**Work task:** Give back exactly the lines from the one containing "One marker serves each instance of the white cloud." through the end of the records, including both, and no others.

Region pointing data:
---

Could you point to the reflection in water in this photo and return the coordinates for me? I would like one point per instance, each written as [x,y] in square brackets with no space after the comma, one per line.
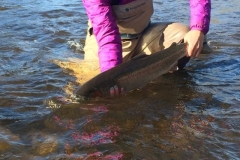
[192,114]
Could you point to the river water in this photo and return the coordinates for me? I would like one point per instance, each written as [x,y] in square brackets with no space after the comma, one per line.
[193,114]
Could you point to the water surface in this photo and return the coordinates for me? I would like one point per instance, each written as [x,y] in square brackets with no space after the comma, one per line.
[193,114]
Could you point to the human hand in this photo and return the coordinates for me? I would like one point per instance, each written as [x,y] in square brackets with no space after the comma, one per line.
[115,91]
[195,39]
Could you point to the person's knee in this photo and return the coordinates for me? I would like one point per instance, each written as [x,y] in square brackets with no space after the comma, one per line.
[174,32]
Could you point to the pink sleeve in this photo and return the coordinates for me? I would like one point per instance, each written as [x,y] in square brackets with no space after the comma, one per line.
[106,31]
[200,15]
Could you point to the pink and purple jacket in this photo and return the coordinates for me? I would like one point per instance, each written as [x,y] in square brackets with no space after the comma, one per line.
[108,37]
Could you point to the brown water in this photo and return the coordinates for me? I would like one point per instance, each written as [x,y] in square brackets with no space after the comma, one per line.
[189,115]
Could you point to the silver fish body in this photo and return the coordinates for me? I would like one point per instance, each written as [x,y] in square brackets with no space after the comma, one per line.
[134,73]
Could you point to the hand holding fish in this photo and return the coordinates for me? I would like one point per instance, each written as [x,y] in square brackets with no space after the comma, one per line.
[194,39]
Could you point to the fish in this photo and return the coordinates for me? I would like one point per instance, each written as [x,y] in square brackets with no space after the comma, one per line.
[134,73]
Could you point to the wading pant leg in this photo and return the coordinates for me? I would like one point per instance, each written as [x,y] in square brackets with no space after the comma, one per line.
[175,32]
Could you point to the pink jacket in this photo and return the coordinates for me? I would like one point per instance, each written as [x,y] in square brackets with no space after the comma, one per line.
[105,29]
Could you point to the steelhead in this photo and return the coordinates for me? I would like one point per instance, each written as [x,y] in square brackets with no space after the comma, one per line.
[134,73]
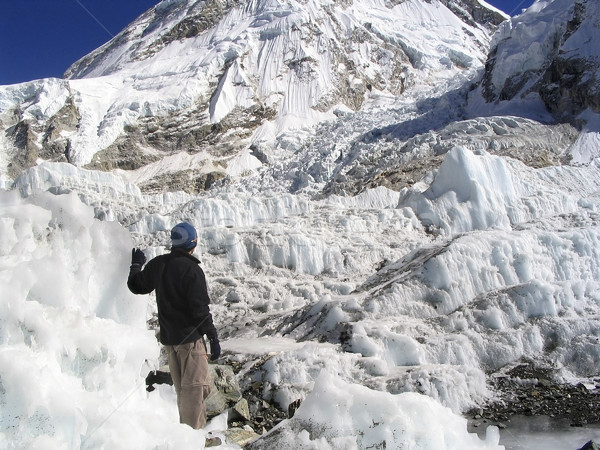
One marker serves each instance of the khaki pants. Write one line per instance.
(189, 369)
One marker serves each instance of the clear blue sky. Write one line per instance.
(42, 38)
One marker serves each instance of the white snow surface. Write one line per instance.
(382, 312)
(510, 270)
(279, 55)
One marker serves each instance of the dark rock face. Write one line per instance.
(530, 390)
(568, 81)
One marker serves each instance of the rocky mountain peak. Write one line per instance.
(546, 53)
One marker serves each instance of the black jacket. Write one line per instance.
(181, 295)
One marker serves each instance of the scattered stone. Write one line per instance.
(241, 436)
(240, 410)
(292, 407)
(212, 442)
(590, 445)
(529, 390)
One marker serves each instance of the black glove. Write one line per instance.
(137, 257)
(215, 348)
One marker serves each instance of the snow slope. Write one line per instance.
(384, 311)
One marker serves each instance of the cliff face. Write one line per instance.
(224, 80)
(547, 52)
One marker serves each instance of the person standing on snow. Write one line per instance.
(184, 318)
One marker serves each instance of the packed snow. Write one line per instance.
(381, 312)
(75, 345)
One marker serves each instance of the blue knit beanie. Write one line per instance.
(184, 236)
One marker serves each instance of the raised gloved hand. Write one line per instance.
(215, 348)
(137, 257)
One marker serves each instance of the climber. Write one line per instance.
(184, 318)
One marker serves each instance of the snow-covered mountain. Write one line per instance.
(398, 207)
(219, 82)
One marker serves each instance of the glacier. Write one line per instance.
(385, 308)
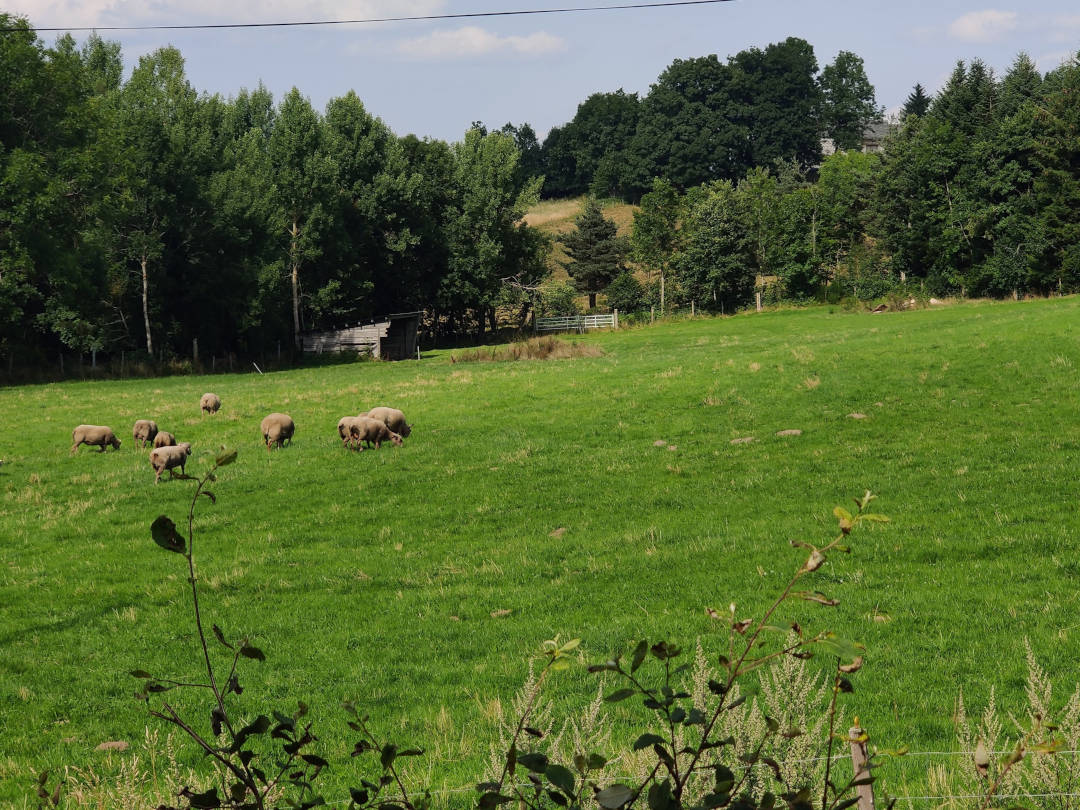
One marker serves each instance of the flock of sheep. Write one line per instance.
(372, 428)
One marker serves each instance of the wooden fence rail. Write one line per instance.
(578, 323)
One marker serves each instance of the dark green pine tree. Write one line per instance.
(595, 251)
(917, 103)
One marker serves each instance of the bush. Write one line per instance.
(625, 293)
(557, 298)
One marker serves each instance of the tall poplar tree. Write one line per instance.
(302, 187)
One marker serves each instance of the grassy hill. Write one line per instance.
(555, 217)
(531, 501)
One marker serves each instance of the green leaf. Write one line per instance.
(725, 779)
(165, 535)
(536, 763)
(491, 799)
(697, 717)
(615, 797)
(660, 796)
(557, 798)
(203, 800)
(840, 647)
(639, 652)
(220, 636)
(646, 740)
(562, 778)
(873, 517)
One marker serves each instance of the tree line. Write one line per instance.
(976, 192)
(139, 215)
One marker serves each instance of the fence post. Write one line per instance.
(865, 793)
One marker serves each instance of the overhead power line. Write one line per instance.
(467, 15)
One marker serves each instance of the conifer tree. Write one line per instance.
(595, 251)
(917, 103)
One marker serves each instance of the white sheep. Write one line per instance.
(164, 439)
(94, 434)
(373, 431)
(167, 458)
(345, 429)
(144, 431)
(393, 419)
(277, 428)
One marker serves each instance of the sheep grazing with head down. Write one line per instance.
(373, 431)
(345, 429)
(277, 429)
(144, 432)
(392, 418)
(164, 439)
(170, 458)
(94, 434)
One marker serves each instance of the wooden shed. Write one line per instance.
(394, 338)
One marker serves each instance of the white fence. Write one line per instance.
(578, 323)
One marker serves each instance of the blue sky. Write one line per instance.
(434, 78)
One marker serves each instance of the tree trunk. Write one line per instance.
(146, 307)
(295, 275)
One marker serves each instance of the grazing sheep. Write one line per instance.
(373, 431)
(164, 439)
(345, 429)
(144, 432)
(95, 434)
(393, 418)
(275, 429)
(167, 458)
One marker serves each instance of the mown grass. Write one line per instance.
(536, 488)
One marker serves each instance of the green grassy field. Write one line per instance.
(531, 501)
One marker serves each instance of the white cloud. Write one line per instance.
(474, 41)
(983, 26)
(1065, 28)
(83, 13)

---

**Written response:**
One marker serves each instance of the white cloud. Write one line per instance.
(474, 41)
(983, 26)
(1065, 28)
(83, 13)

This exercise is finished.